Reproduce, word for word, the passage on the Harrow School song from "Forty Years On is" to "the top year.".

▶ **PASSAGE PROVIDED**
════════════════

Forty Years On is a song about life at school and is meant to give pupils now an idea of what it will be like in forty years when they return to their old school, and to remind old boys about school life. It is the main school song of Harrow School, and is sung there at the end of any songs (this is an occasion when old boys of the school return to hear the schools songs being sung by current pupils, or an occasion within houses for singing the same songs at the end of each term), followed by Auld Lang Syne and the British National Anthem (God Save The Queen). Traditionally, verse three is sung by Old Harrovians in attendance at School Songs. The Churchill verse is only sung once a year at a special Churchill Songs. The penultimate Follow Up! in each chorus is sung unaccompanied by the School XII, which is made up of the best singers in the top year.
1 The Words:
2 The Starehe Boys' Centre and School Rendition
3 Parody
3.1 Other uses

[edit] The Words:
Forty years on, when afar and asunder
Parted are those who are singing today,
When you look back, and forgetfully wonder
What you were like in your work and your play,
Then, it may be, there will often come o’er you,
Glimpses of notes like the catch of a song –
Visions of boyhood shall float them before you,
Echoes of dreamland shall bear them along,
Follow up! Follow up! Follow up
Follow up! Follow up
Till the field ring again and again,
With the tramp of the twenty-two men.
Follow up! Follow up!
Routs and discomfitures, rushes and rallies,
Bases attempted, and rescued, and won,
Strife without anger and art without malice, –
How will it seem to you, forty years on?
Then, you will say, not a feverish minute
Strained the weak heart and the wavering knee,
Never the battle raged hottest, but in it.

════════════════

▶ **Pointing data excerpts**

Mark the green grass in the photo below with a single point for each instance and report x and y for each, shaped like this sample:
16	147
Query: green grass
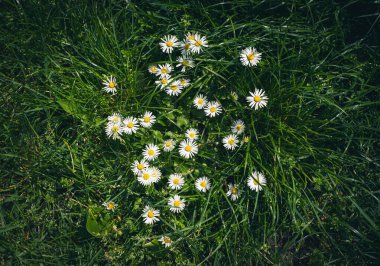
317	141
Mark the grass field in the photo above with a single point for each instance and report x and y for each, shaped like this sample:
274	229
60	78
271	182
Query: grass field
316	142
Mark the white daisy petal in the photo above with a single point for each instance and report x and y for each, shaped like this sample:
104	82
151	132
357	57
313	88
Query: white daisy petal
200	101
110	85
150	215
169	145
233	192
230	142
151	152
176	181
168	43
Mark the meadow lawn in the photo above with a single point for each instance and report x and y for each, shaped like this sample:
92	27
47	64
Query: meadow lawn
316	141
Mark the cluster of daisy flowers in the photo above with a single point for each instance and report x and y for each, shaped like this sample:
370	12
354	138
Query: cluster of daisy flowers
117	125
193	43
146	173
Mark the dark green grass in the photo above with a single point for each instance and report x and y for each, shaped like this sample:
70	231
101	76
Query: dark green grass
317	141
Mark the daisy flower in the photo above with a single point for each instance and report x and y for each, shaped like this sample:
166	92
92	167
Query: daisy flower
200	101
110	85
257	99
230	142
233	192
152	69
164	70
256	181
174	89
188	148
115	118
238	127
150	215
151	152
169	145
130	125
176	204
168	43
176	181
110	205
203	184
185	83
192	134
250	57
198	42
234	96
185	47
163	82
139	166
212	109
190	36
156	174
185	62
146	178
165	240
114	130
147	120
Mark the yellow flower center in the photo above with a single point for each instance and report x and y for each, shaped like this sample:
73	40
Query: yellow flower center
177	203
115	128
150	214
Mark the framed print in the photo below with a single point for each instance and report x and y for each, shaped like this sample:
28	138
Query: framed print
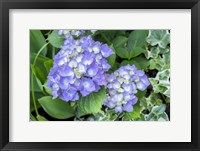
102	75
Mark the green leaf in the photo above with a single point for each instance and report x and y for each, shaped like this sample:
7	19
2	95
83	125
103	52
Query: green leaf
140	62
158	110
48	64
119	41
136	51
57	108
40	61
112	58
37	40
122	52
55	39
41	118
143	62
148	102
141	94
36	78
159	37
137	38
37	96
92	103
164	117
38	74
135	114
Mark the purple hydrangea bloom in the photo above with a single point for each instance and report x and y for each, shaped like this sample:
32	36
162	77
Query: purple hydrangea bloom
79	68
122	86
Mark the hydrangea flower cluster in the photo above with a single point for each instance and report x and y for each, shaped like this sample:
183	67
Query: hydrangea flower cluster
123	85
68	33
79	66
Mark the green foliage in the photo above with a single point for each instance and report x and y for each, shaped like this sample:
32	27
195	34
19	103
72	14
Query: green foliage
157	114
92	103
161	83
159	37
148	50
56	40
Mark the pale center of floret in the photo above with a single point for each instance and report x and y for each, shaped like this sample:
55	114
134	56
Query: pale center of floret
90	71
79	58
65	82
55	86
96	49
73	64
86	84
78	75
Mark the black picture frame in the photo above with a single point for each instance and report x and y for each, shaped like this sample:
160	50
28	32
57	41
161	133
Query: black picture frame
5	5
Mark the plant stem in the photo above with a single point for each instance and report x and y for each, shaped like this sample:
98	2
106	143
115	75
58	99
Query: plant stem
32	83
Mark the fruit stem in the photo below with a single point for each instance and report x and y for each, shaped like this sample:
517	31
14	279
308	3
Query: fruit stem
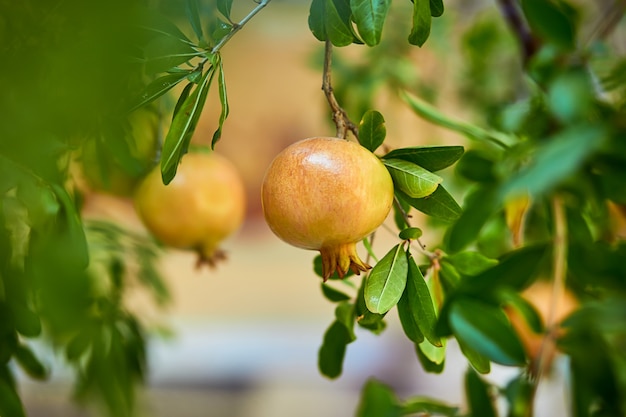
340	117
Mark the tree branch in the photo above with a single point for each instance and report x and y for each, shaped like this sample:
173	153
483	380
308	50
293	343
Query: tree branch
340	117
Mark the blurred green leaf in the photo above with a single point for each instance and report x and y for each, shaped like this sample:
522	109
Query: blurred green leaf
478	396
431	158
485	328
333	350
386	281
440	204
223	102
378	400
369	17
372	130
182	128
421	22
412	179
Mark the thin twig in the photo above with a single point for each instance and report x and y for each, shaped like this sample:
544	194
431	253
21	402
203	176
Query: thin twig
529	43
238	26
340	117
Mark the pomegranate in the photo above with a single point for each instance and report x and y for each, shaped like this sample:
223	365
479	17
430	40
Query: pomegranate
327	194
204	204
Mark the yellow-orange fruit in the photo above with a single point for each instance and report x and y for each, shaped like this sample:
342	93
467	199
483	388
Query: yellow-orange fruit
327	194
198	209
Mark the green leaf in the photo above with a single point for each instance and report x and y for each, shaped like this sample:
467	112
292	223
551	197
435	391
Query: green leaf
436	8
440	204
485	328
372	130
479	362
385	283
412	179
225	7
166	52
551	22
407	321
431	357
333	350
182	128
470	262
193	14
30	363
369	17
223	102
421	22
477	393
378	400
428	406
410	233
558	158
333	294
331	19
421	302
431	158
158	87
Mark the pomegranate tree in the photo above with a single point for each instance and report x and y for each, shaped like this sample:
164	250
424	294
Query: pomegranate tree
327	194
198	209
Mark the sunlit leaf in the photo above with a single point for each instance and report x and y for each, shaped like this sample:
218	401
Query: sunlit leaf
182	128
372	130
386	281
431	158
421	22
440	204
412	179
485	328
369	17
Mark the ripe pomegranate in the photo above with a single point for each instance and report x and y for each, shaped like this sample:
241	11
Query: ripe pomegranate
327	194
204	204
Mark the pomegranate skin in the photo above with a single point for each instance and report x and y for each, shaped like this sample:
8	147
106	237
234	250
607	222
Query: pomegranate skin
327	194
198	209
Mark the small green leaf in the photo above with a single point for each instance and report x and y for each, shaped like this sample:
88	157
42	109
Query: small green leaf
369	17
485	328
410	233
440	204
431	158
378	400
193	14
421	302
159	87
385	283
478	397
470	262
436	8
372	130
182	128
333	294
30	363
333	350
421	22
412	179
223	102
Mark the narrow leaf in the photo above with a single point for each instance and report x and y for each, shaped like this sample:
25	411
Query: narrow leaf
372	130
159	87
486	329
421	22
385	283
440	204
223	102
432	158
421	302
183	125
412	179
369	17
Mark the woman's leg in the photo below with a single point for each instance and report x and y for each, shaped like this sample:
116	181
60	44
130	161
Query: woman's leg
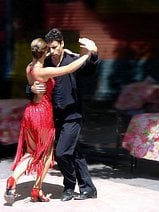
22	166
40	179
37	193
12	181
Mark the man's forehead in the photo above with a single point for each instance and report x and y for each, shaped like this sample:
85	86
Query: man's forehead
53	43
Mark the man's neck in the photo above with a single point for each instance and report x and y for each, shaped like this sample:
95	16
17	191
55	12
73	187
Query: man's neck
57	60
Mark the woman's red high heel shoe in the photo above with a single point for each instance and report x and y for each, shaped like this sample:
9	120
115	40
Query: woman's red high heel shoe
38	196
9	195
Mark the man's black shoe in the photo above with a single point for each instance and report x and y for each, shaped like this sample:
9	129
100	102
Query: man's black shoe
86	194
67	195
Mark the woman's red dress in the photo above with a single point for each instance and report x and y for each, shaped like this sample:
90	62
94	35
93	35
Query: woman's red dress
37	132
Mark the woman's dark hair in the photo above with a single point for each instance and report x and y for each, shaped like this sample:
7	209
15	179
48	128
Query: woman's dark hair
54	35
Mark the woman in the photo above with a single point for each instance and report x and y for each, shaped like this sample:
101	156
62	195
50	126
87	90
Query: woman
35	146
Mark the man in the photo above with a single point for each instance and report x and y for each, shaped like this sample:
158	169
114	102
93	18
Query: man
68	119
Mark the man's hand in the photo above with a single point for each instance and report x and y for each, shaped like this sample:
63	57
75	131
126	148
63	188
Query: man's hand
88	44
71	53
38	88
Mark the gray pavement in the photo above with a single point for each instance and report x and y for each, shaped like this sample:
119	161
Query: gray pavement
119	189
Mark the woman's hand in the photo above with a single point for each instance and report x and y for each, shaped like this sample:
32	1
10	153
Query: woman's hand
38	87
88	44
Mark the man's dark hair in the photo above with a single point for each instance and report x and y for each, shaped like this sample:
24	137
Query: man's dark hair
54	35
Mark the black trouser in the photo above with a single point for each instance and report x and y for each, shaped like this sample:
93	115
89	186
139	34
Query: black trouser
71	162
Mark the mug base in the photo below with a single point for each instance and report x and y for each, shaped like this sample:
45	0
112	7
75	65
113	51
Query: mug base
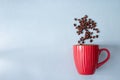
87	73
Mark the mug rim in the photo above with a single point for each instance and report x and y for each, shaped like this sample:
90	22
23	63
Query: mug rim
86	45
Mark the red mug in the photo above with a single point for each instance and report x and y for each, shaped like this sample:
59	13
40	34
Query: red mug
86	58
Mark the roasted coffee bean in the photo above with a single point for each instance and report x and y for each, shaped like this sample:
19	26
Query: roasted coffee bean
98	31
75	24
91	33
86	26
97	36
86	16
78	41
79	20
75	19
94	37
83	42
91	40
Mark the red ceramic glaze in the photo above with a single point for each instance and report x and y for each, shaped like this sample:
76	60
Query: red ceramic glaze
86	58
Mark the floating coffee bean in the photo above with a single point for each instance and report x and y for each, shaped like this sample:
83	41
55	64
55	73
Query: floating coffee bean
75	19
85	24
97	36
78	41
91	40
75	24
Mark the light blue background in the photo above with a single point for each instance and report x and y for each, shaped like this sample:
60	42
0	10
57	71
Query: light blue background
36	38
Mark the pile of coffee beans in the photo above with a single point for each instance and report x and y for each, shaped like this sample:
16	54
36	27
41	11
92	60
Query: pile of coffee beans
87	28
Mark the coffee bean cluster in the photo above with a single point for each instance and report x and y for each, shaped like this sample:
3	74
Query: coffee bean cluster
87	28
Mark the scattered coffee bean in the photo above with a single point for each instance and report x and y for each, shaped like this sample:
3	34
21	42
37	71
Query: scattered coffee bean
75	19
97	36
91	40
75	24
86	26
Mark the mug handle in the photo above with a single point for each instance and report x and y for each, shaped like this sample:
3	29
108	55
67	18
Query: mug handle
108	56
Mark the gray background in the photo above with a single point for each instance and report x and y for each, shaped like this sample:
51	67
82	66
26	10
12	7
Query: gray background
36	38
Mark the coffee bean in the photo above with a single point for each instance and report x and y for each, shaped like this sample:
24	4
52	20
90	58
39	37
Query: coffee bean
78	41
75	19
94	37
91	40
98	31
86	26
83	42
97	36
75	24
86	16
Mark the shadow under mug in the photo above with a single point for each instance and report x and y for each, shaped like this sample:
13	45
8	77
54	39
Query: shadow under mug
86	58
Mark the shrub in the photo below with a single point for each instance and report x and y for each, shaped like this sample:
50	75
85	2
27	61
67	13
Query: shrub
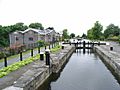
41	43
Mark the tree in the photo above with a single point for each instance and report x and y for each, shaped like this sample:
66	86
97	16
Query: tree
65	34
84	36
90	34
111	30
95	32
72	35
36	26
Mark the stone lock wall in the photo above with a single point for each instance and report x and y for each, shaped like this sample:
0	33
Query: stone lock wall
111	58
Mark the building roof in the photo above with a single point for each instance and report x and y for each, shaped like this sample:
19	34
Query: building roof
41	32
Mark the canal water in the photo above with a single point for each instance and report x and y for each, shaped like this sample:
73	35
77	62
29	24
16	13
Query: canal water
84	71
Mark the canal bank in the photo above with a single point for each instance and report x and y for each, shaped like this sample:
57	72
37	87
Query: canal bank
84	71
111	59
38	72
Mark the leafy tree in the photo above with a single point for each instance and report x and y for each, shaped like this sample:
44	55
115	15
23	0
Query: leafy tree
72	35
111	30
97	30
90	34
36	26
65	34
84	36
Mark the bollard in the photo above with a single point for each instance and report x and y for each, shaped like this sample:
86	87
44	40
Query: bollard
45	47
47	54
52	45
49	46
21	56
62	47
5	61
88	43
83	44
98	43
31	52
41	56
111	48
38	49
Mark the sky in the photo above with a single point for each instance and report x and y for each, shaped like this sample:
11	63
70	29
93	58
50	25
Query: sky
75	15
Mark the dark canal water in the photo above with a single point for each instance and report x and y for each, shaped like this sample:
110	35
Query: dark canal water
84	71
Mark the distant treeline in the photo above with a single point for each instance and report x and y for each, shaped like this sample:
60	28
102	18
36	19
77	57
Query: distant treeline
112	32
5	30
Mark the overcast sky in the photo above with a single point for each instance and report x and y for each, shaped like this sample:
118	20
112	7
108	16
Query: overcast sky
75	15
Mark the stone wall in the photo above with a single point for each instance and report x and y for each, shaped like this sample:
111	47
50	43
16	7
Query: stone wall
35	77
111	58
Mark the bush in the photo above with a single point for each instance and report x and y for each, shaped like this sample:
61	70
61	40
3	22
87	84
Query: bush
41	43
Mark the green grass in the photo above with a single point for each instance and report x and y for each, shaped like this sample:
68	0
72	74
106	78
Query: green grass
6	70
17	55
55	49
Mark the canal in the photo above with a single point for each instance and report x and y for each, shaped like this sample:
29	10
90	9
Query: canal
84	71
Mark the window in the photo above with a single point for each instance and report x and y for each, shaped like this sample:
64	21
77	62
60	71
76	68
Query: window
16	38
30	38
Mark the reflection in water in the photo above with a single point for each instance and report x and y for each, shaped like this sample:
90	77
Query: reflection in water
84	71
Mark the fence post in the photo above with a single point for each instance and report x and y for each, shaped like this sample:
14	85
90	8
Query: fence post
52	44
31	52
111	48
49	46
21	56
5	61
83	44
47	54
38	49
45	47
41	56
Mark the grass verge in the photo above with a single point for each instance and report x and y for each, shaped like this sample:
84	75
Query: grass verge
6	70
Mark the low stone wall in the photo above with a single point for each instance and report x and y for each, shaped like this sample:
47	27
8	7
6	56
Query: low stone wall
60	59
35	77
111	58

════════════════

▶ **RESULT**
Forty Years On is a song about life at school and is meant to give pupils now an idea of what it will be like in forty years when they return to their old school, and to remind old boys about school life. It is the main school song of Harrow School, and is sung there at the end of any songs (this is an occasion when old boys of the school return to hear the schools songs being sung by current pupils, or an occasion within houses for singing the same songs at the end of each term), followed by Auld Lang Syne and the British National Anthem (God Save The Queen). Traditionally, verse three is sung by Old Harrovians in attendance at School Songs. The Churchill verse is only sung once a year at a special Churchill Songs. The penultimate Follow Up! in each chorus is sung unaccompanied by the School XII, which is made up of the best singers in the top year.